§ EXERCISE GOAL
Reproduce all of the material below word for word, line by line.
─── DATA EXTRACT ───
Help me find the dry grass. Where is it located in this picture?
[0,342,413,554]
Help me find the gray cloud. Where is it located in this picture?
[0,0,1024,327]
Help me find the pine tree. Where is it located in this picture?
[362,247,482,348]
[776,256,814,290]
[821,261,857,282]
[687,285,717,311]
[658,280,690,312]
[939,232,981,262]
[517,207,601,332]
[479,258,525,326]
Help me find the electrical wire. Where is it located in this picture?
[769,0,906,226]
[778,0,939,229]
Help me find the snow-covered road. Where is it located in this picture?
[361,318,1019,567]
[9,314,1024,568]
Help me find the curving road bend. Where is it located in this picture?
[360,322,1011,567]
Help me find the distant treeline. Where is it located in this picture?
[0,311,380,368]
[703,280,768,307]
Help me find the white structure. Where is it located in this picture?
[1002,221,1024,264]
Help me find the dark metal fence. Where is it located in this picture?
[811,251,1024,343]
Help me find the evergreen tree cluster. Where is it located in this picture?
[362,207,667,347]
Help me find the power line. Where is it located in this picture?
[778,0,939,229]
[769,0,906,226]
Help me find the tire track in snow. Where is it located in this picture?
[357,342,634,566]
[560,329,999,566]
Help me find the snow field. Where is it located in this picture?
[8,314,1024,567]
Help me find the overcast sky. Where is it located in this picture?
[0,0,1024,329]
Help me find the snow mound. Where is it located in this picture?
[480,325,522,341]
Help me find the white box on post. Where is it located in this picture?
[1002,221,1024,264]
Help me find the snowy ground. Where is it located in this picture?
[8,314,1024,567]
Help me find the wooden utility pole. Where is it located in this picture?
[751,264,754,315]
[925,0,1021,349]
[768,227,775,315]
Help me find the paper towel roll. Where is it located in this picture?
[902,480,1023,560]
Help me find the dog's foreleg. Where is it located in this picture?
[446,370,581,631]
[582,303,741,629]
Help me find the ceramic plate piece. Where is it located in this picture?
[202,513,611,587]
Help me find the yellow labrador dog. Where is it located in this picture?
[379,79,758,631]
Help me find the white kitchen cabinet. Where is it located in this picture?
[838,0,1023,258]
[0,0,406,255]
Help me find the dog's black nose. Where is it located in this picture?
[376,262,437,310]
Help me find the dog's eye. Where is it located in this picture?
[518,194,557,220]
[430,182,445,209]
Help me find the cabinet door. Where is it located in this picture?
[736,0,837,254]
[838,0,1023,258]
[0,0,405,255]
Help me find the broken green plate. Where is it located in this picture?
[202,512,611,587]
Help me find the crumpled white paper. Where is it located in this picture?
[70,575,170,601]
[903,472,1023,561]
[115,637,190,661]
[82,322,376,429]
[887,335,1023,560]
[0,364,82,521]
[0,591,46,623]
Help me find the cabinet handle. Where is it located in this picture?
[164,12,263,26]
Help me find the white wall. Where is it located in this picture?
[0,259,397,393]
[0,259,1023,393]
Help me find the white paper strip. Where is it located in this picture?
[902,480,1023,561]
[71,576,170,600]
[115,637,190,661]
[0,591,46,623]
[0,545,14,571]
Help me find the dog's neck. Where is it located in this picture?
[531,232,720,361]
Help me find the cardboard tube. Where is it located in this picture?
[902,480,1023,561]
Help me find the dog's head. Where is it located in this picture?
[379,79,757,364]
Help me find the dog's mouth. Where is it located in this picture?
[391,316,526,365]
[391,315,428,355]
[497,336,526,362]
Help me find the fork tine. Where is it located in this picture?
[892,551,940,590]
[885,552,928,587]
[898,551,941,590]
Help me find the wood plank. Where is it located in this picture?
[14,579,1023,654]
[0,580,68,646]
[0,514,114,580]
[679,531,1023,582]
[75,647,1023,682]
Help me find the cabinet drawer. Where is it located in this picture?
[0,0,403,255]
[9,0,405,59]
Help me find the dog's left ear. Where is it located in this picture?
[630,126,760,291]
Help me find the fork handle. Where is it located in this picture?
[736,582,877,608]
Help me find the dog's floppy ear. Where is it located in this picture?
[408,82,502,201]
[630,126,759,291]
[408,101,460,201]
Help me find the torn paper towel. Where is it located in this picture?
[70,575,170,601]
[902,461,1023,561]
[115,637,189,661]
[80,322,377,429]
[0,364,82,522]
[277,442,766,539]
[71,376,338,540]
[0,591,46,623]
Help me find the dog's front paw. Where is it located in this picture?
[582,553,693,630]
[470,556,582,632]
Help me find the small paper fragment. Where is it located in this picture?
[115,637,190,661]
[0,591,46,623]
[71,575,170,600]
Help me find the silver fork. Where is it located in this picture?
───
§ CORRECT RESULT
Help me find the dry grass. Where is it located in this picture?
[0,342,413,554]
Help me find the gray cloud. Where is it located in this picture?
[0,0,1024,327]
Help me find the pine tree. Where is it located in this picture?
[362,247,482,348]
[776,256,814,290]
[821,261,857,282]
[687,285,717,311]
[658,280,690,312]
[939,232,981,262]
[517,207,601,332]
[479,258,525,326]
Help me find the electrical wire. Where is it located in this picture?
[769,0,906,226]
[778,0,939,229]
Help me find the snow-covered road. Where is it located in this picture?
[361,318,1019,567]
[9,314,1024,568]
Help me find the curving road bend. Where is it located in this picture?
[360,322,1011,567]
Help me find the distant treeline. Where is it located in this picture?
[0,311,380,368]
[703,280,768,307]
Help me find the white structure. Where is it located in this picture?
[1002,221,1024,264]
Help me find the dark metal fence. Where is it located in this picture?
[811,251,1024,343]
Help me find the evergreen tree cluster. Where is it located in this picture?
[362,207,667,347]
Help me find the power line. Where is it located in this picture?
[778,0,939,229]
[769,0,906,226]
Help me find the tire track in snow. Where is it located in this picture?
[357,342,634,566]
[560,329,999,566]
Help me find the snow field. Where is it located in this picture?
[8,314,1024,567]
Help me find the overcast sky. Where is it located in this picture?
[0,0,1024,329]
Help me find the snow mound. Where is it located in this picture?
[480,325,522,341]
Help me find the white box on post. Where is it located in this picture?
[1002,221,1024,264]
Help me find the snowy ground. Where is it located in this picture?
[8,314,1024,567]
Help me find the wooden utility pole. Where is it located in this picture?
[751,264,754,315]
[925,0,1021,349]
[768,227,775,315]
Help me find the paper towel roll. Where is it located in this picture?
[902,480,1023,560]
Help me find the dog's foreleg. Where is it located in this picture?
[446,370,581,631]
[582,303,741,629]
Help me find the ceramic plate piece. Where is it located in this picture?
[202,513,611,587]
Help me find the yellow labrador dog. Where is it located in this picture?
[379,79,758,631]
Help me find the white kitchen cabinet. Where is it located in this picture?
[838,0,1023,258]
[0,0,406,255]
Help me find the dog's black nose. Where is it located in this picture?
[376,262,437,310]
Help me find the dog's eye. Where is it located in this picture?
[518,194,557,220]
[430,182,445,209]
Help me find the cabinet door. Where is it located in this picture?
[736,0,837,254]
[838,0,1023,258]
[0,0,405,255]
Help me find the broken green plate. Where is it located in this picture?
[202,512,611,587]
Help me find the crumpled white paper. Where is it located in this picture?
[70,575,170,601]
[903,472,1023,561]
[115,637,190,661]
[82,322,376,429]
[887,335,1023,560]
[0,364,82,521]
[0,591,46,623]
Help me find the cabinet handle. Where is it located in this picture?
[164,12,263,26]
Help me find the white wall. Where is it located in this picture?
[0,259,397,393]
[0,259,1023,393]
Help me find the white paper strip. Where is it located in this picture?
[902,480,1023,561]
[71,576,170,600]
[115,637,190,661]
[0,591,46,623]
[0,545,14,571]
Help me find the dog's neck. Where is it located in this picture?
[531,232,720,361]
Help me find the cardboard tube. Where is it located in this picture?
[902,480,1023,561]
Help me find the dog's head. Where is it located in this picture?
[379,79,757,364]
Help me find the dog's mouth. Where is it located in this picture?
[391,316,526,365]
[391,315,428,355]
[497,336,526,362]
Help me find the fork tine. Where is it located in this picture?
[892,551,940,590]
[885,552,928,587]
[898,551,941,590]
Help me find the wood plank. Where is it located in this picture?
[14,579,1023,654]
[0,580,68,646]
[0,514,114,580]
[679,531,1023,582]
[75,647,1023,682]
Help me find the cabinet drawer. Where is it located in this picture?
[0,0,403,255]
[9,0,405,59]
Help me find the dog's left ear. Where is it located in this picture?
[630,126,760,291]
Help me find the fork handle. Where is it located in this picture?
[736,582,877,608]
Help me find the dog's floppy ear. Where is it located in this picture?
[408,82,502,201]
[630,126,759,291]
[408,101,460,201]
Help me find the torn paper towel. Where is it located in this picture?
[70,575,170,601]
[902,461,1023,561]
[115,637,189,661]
[80,322,377,429]
[0,364,82,522]
[277,442,766,539]
[71,376,338,540]
[0,591,46,623]
Help me find the dog's front paw. Where is it located in this picture?
[582,553,693,630]
[470,556,582,632]
Help me find the small paper fragment. Where is it located in this picture?
[115,637,190,661]
[0,591,46,623]
[71,575,170,600]
Help me find the silver fork. Where is it located in this picture?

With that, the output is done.